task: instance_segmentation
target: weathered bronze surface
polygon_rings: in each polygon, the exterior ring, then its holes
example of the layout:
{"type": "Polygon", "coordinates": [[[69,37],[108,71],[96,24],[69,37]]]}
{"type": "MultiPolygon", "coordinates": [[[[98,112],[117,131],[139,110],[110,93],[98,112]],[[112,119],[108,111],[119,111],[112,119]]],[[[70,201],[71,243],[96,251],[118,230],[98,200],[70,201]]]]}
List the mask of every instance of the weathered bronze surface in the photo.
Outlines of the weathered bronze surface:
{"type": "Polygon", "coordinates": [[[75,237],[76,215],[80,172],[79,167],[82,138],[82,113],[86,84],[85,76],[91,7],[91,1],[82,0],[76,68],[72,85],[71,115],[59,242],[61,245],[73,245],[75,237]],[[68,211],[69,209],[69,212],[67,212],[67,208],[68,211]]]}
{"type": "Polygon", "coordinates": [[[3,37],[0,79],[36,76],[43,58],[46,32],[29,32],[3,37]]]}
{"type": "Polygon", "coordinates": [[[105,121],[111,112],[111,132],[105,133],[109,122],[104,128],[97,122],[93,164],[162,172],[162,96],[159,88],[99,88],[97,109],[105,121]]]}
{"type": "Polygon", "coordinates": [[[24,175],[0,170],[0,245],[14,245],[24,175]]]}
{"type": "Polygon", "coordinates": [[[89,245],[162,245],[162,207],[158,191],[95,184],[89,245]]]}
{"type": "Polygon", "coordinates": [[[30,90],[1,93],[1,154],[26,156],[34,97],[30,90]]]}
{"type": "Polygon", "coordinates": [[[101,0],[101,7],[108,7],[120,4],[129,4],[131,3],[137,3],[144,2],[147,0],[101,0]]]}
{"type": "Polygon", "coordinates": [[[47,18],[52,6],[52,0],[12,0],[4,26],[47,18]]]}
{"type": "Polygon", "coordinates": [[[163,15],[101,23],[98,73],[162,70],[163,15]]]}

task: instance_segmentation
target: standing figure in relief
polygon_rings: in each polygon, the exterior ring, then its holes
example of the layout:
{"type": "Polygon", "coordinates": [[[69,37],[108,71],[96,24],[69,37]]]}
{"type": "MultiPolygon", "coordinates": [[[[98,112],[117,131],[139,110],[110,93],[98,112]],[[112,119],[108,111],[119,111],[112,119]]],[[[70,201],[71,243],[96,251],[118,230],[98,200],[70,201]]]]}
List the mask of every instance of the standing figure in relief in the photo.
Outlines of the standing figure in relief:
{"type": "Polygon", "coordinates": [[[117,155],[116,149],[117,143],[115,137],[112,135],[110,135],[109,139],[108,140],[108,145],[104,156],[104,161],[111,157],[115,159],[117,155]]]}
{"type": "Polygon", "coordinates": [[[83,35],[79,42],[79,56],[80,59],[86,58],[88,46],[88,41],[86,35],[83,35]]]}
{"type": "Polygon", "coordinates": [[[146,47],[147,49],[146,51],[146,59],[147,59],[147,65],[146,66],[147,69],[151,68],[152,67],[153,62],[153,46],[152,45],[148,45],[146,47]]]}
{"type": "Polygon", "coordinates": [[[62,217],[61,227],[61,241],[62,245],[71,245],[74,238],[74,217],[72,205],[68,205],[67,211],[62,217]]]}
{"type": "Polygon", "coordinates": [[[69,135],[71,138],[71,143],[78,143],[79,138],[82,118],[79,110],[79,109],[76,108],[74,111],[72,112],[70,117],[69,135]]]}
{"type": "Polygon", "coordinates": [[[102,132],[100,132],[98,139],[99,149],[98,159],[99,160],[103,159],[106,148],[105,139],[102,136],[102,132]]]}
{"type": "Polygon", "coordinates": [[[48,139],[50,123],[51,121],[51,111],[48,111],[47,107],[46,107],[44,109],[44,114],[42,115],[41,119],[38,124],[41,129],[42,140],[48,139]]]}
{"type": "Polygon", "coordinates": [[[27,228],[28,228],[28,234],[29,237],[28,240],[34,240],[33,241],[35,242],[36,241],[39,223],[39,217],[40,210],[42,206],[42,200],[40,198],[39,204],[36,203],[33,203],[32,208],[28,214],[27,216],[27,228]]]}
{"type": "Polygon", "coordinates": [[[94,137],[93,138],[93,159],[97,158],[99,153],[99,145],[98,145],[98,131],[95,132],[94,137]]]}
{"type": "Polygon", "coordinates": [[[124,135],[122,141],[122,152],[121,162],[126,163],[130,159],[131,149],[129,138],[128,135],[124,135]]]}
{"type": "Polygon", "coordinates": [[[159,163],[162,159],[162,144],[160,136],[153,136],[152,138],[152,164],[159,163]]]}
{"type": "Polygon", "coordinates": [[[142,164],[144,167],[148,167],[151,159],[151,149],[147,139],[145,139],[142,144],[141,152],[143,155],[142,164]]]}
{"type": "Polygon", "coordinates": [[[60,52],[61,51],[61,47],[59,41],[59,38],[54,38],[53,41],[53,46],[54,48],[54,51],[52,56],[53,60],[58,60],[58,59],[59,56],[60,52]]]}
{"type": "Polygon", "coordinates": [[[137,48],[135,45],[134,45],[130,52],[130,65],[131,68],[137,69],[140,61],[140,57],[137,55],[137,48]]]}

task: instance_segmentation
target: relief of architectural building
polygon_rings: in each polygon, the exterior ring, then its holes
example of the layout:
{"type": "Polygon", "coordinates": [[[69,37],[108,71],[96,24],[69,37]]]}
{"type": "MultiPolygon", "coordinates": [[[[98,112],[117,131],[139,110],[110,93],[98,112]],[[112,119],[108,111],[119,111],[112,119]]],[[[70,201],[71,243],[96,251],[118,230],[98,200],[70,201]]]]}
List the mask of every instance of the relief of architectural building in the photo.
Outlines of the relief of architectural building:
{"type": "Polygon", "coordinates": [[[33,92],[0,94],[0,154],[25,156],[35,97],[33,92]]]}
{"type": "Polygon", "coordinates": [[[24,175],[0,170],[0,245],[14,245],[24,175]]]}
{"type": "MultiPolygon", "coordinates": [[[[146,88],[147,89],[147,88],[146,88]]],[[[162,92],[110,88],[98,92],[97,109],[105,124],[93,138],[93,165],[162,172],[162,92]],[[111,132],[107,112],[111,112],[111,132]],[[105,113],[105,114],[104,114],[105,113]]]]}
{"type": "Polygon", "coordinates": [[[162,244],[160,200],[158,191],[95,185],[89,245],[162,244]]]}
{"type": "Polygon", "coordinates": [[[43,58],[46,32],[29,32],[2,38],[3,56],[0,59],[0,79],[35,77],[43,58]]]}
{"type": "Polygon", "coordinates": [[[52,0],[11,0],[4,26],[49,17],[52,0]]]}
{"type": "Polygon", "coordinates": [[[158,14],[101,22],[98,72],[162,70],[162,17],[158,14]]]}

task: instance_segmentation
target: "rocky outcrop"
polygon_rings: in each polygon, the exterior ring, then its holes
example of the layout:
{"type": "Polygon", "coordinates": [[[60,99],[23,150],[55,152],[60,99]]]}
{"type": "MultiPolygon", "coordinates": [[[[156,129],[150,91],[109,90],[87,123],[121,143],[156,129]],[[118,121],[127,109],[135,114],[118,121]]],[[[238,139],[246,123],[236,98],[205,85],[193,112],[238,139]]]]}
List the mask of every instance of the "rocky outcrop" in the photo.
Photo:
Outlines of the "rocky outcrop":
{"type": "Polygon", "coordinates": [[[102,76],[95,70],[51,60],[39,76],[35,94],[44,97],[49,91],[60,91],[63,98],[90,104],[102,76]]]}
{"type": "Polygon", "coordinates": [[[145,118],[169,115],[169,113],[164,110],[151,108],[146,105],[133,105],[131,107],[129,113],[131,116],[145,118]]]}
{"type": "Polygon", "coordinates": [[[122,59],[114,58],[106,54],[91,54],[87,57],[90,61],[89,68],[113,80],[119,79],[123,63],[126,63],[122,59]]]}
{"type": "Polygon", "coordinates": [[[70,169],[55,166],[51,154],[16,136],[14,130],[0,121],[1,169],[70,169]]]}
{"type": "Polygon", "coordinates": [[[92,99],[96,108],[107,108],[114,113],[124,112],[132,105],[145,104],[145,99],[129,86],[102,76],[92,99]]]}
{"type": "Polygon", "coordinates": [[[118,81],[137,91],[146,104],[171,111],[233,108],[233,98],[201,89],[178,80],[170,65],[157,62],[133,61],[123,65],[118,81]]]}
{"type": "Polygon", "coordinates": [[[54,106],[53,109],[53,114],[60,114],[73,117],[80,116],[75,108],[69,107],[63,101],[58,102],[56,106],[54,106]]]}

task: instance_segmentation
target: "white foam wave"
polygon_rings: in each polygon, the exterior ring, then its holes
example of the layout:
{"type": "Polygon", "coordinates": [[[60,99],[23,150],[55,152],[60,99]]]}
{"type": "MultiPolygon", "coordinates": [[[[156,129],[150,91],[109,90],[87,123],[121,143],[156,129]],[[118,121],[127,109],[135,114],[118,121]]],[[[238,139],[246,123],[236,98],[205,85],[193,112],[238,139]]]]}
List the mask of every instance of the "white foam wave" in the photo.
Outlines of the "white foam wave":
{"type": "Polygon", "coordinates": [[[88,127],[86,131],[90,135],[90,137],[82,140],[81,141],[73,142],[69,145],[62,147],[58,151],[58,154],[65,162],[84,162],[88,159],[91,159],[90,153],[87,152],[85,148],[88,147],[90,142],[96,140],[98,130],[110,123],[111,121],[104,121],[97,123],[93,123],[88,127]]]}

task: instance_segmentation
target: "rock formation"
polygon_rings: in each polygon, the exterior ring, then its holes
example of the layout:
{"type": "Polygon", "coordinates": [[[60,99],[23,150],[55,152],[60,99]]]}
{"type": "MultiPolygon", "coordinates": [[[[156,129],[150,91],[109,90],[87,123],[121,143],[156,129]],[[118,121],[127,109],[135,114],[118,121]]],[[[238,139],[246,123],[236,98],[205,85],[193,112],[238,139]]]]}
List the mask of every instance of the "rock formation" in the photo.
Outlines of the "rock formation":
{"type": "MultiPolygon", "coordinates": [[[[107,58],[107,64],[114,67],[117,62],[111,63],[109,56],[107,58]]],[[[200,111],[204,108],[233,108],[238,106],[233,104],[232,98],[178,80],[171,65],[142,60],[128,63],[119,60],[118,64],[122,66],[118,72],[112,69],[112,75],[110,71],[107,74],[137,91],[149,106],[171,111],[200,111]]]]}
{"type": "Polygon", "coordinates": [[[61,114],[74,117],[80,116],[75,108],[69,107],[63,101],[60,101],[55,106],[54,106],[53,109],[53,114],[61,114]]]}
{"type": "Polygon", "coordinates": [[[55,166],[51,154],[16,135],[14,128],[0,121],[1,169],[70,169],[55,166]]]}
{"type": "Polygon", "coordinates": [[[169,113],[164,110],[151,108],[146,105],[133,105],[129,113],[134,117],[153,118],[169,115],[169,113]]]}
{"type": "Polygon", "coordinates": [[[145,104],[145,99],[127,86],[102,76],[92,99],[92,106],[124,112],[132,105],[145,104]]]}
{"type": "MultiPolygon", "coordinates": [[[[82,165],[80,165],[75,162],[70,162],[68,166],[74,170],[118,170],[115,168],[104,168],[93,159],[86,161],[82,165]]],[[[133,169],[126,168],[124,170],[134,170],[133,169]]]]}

====

TASK TO COMPLETE
Copy everything from the start of the items down to and including the line containing "Outlines of the weathered", keeping every character unchanged.

SOLUTION TO THIS PROBLEM
task: instance_segmentation
target: weathered bronze surface
polygon_rings: in each polygon, the exterior ring, then its holes
example of the layout:
{"type": "Polygon", "coordinates": [[[69,37],[108,71],[96,24],[69,37]]]}
{"type": "MultiPolygon", "coordinates": [[[[98,112],[117,131],[139,110],[110,93],[98,112]],[[112,119],[108,111],[119,111],[112,119]]],[[[70,201],[71,243],[96,251],[118,230],[98,200],[70,201]]]]}
List the mask of every instance of the weathered bronze surface in the photo.
Outlines of the weathered bronze surface:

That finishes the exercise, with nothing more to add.